··· SELECTED EXCERPT

Comments on Coordinated Examination Program: Evaluation for Agent Performance and the IRS's Ethics Initiative

December 20, 1989

Earlier this year representatives of Tax Executives Institute met with Larry M. Phillips, you, and other members of the Internal Revenue Service's Quality Improvement Project on the Coordinated Examination Program to discuss the IRS's review of the CEP program as well as its efforts to refine an ethics initiative for the IRS.

In October, Mr. Phillips participated in the Institute's 1989 Annual Conference, which was held in Toronto, and shared his views as the chair of CEP-QIP team; at that time, members of the Institute's IRS Administrative Affairs Committee reacted to Mr. Phillips's presentation and summarized TEI's concerns and recommendations with respect to two aspects of the IRS's CEP program: evaluation of agent and case manager performance, and the application of the IRS's ethics initiative to large case agents.

As we have already advised Mr. Phillips, his presentation to the Institute's Annual Conference was very well received. TEI members were generally heartened by his comments and the direction in which the QIP team is heading. The purpose of this letter is to follow-up on Mr. Phillips's request that the Institute provide its views on measuring performance and the IRS's ethics initiative. In light of Mr. Phillips's subsequent retirement, we have been advised to submit our comments to you, with copies to Commissioner Goldberg, Assistant Commissioner (Examination) Blattner, and Mr. Phillips.

······

In the letter on the Coordinated Examination Program, in which city was the Institute's 1989 Annual Conference held?

··· SOURCE EXCERPT

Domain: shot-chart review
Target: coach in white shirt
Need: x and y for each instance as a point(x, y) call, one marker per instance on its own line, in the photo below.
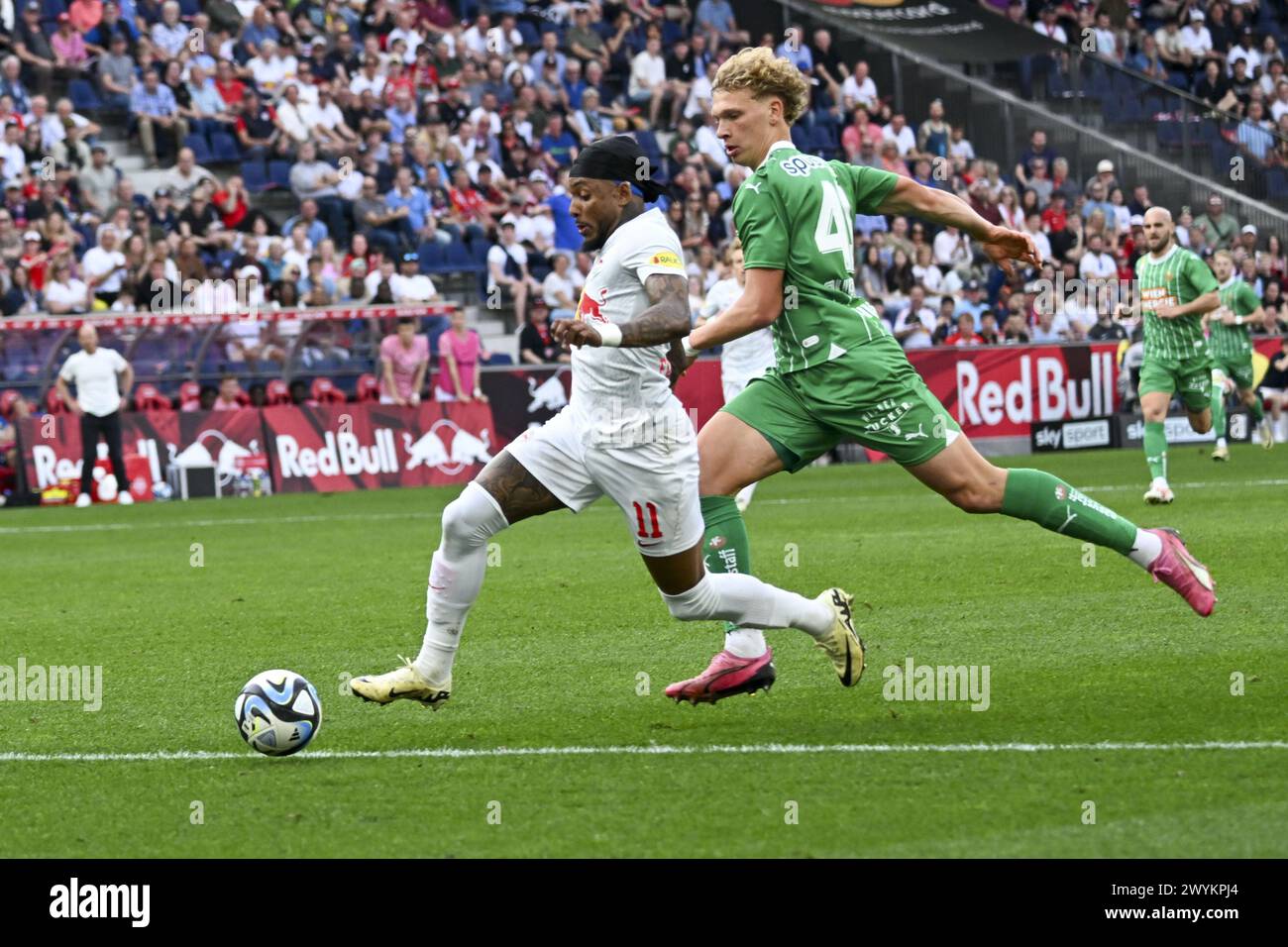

······

§ **REPLY TO THE TASK**:
Toronto